## [Task requirements]
The answer must be every line from the entries below that includes "bare".

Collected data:
|---|

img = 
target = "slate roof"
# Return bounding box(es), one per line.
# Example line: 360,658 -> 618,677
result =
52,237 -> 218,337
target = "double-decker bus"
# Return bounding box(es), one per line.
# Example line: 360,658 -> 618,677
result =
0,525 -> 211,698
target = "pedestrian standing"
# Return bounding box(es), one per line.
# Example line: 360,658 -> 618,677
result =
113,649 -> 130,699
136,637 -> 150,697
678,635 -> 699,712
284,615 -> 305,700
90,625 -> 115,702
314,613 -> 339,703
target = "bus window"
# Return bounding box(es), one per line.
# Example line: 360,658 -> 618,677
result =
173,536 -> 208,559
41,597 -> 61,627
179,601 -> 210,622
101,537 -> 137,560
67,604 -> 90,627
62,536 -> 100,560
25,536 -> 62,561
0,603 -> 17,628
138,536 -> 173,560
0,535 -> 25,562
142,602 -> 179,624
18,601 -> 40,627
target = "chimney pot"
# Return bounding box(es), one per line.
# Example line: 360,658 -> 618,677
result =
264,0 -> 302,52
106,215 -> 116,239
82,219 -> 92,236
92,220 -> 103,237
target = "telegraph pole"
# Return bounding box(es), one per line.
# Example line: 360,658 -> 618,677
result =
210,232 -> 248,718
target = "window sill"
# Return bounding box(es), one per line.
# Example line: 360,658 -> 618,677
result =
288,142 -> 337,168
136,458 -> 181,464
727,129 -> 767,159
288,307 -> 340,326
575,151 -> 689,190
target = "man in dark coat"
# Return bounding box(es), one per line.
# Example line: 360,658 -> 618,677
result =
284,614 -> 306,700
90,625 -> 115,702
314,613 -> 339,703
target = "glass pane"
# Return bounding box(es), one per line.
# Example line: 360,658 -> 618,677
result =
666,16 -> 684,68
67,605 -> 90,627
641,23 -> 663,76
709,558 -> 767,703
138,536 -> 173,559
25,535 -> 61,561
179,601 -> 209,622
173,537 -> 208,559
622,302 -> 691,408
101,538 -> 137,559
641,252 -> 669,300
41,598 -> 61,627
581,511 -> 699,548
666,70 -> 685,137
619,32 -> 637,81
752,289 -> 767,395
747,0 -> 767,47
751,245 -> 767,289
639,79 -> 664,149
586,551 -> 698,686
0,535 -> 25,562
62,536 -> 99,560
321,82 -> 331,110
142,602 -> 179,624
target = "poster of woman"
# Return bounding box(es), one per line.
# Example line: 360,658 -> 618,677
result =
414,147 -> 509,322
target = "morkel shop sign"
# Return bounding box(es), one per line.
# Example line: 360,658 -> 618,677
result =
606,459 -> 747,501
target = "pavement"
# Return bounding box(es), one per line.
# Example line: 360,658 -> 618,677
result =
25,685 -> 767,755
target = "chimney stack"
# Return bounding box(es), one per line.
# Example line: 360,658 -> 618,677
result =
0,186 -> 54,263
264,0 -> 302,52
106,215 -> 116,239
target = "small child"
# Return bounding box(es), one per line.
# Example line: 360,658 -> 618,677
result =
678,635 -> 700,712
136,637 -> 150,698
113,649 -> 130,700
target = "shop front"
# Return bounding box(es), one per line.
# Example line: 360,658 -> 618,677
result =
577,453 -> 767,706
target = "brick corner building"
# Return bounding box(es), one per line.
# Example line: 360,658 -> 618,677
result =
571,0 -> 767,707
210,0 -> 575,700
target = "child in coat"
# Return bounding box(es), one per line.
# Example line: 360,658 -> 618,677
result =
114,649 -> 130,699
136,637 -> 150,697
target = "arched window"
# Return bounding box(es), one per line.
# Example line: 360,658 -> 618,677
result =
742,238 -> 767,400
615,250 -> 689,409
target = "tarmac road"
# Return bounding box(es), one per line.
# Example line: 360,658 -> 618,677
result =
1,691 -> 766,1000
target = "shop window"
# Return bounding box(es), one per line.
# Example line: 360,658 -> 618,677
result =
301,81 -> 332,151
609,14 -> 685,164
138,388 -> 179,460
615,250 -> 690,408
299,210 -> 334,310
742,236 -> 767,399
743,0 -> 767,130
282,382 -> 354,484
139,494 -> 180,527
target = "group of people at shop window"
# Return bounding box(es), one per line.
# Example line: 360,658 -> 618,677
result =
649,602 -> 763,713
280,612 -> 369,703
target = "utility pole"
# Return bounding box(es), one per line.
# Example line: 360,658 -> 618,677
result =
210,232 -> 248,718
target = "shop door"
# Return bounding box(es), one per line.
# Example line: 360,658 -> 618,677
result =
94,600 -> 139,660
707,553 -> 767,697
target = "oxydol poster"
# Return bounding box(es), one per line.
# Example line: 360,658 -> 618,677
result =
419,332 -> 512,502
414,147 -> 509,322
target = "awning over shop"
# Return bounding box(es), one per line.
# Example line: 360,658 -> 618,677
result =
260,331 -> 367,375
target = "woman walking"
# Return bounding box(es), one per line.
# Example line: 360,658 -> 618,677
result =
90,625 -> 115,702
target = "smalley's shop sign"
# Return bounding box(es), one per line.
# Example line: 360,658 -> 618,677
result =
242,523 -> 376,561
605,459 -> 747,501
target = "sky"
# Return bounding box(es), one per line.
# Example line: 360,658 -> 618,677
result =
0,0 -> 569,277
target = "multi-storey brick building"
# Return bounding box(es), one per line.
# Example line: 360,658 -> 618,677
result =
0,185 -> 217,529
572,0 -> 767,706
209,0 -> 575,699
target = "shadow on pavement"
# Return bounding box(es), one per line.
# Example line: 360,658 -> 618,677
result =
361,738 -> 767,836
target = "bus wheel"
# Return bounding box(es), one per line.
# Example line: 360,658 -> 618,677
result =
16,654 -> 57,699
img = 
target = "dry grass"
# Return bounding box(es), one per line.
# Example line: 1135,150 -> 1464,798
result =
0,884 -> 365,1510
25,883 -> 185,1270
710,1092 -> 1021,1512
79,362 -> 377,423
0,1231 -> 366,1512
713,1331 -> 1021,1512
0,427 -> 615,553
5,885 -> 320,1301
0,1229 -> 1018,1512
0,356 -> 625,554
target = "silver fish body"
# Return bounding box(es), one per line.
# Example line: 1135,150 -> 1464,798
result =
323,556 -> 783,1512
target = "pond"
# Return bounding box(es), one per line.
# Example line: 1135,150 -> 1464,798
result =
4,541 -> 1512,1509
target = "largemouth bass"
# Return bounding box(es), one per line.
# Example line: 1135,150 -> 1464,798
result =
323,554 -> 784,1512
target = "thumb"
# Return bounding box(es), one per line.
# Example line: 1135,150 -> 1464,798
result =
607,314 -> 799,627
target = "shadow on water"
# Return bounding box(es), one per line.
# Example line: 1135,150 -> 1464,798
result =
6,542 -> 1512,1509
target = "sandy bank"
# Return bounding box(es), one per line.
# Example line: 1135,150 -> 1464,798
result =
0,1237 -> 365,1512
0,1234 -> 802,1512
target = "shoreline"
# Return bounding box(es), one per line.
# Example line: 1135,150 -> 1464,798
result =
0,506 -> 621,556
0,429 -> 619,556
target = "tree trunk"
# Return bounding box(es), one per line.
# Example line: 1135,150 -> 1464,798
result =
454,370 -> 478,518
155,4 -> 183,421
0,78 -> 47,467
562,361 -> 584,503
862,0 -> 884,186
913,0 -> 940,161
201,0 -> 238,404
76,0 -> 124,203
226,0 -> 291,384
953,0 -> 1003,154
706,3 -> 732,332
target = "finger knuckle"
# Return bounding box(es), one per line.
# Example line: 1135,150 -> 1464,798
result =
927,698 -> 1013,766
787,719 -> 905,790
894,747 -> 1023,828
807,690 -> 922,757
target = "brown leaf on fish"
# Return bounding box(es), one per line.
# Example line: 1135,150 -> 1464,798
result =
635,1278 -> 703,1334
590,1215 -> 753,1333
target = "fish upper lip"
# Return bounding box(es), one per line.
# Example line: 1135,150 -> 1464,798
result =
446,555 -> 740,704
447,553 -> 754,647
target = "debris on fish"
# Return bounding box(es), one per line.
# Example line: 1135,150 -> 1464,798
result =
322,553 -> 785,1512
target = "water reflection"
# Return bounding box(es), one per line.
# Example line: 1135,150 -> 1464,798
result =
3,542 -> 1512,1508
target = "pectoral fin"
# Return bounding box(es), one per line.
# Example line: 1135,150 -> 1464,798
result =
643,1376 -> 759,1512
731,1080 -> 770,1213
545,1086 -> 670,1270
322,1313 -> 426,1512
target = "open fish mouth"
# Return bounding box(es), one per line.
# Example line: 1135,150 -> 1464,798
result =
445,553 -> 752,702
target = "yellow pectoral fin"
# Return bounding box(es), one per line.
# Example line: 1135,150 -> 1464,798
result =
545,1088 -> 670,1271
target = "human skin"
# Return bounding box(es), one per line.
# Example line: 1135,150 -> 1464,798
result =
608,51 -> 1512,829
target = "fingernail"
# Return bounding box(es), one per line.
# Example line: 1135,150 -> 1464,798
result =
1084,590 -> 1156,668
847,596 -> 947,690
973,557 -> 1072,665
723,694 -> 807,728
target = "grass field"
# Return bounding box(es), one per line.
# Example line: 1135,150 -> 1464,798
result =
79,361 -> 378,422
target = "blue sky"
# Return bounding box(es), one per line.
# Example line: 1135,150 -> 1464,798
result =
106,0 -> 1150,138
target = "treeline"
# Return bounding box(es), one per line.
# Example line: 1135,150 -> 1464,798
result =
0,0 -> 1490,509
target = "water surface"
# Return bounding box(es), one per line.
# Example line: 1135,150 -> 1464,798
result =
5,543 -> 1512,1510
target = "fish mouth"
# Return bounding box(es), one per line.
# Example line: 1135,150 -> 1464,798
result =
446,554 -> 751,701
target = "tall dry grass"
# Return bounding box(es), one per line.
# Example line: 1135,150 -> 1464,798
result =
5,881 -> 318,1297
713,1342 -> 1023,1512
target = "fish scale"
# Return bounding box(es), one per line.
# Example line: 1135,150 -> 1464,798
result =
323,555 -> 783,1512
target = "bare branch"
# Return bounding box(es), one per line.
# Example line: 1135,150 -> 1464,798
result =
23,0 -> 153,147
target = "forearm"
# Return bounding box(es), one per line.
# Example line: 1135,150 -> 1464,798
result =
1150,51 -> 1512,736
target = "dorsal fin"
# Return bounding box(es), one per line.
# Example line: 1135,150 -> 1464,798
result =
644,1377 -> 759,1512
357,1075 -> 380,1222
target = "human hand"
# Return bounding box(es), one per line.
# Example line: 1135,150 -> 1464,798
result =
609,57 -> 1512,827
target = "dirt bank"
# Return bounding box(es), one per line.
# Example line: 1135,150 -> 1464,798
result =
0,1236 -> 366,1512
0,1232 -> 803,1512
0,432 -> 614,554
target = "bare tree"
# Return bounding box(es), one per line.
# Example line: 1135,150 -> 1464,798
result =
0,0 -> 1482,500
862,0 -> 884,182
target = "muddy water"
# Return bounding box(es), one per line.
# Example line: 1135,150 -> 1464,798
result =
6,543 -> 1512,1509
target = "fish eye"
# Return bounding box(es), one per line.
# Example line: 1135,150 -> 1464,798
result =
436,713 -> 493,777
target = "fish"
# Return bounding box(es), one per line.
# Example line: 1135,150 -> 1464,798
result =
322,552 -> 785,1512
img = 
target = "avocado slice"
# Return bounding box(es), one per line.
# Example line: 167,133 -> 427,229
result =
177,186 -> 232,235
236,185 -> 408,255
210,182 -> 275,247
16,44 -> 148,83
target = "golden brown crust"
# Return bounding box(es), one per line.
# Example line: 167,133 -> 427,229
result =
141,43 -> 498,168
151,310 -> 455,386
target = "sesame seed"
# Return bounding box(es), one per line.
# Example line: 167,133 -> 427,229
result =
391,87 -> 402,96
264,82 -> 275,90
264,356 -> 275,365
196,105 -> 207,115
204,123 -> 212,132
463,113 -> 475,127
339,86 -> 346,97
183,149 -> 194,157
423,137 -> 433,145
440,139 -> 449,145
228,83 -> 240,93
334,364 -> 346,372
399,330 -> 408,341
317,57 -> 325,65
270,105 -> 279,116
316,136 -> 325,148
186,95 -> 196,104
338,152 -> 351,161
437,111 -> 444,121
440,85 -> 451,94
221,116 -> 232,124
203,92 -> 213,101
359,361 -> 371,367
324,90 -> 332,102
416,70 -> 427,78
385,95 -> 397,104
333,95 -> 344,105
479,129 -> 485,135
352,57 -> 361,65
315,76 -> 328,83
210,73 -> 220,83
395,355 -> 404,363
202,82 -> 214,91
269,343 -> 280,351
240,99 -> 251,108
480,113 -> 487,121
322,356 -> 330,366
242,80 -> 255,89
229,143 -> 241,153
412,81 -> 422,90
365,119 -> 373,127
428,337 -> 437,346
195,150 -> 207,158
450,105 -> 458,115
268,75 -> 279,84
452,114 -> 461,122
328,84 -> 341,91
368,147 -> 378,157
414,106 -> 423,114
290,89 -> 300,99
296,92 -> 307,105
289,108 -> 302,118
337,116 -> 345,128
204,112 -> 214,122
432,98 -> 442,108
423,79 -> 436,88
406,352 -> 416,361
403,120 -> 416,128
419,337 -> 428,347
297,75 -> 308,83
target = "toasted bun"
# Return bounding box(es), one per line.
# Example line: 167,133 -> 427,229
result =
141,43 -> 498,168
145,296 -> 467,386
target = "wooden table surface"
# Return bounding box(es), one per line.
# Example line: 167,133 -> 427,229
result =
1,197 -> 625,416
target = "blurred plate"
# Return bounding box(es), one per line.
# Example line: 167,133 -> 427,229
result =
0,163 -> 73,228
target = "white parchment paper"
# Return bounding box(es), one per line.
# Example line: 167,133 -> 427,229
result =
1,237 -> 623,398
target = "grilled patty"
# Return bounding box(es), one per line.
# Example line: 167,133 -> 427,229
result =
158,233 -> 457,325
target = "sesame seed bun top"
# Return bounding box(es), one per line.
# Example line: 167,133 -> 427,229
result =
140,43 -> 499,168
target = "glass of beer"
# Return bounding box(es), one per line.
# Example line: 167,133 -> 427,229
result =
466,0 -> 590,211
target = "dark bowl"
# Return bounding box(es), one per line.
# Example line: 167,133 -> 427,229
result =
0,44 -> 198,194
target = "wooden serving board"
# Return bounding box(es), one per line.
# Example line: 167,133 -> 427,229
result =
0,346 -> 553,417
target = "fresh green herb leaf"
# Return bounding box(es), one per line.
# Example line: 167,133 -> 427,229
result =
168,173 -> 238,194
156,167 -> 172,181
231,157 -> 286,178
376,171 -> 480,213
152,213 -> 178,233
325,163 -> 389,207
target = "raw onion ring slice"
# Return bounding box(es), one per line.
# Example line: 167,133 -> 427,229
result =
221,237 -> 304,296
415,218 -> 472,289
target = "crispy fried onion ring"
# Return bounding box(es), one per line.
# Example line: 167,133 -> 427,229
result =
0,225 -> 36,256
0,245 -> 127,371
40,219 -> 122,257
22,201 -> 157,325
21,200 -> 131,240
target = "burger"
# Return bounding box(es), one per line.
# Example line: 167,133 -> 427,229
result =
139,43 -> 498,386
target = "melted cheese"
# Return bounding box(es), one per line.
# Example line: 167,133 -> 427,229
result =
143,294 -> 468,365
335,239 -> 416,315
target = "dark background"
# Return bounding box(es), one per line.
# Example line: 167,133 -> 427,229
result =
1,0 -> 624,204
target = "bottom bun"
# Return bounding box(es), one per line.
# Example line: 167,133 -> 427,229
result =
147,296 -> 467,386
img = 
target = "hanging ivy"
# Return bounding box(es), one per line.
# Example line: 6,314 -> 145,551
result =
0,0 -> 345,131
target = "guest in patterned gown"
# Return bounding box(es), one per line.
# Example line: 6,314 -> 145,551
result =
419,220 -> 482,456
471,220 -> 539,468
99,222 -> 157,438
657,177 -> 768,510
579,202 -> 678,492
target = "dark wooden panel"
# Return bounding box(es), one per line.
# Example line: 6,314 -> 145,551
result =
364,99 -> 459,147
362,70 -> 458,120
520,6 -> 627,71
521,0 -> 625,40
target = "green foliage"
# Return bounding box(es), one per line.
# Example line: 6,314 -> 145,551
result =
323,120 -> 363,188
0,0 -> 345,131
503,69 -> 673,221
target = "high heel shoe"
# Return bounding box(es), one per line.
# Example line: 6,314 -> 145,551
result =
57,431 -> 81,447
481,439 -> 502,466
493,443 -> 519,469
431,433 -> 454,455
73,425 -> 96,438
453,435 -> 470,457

|---|

## [Response area]
target = "bare branch"
target = "bare tree"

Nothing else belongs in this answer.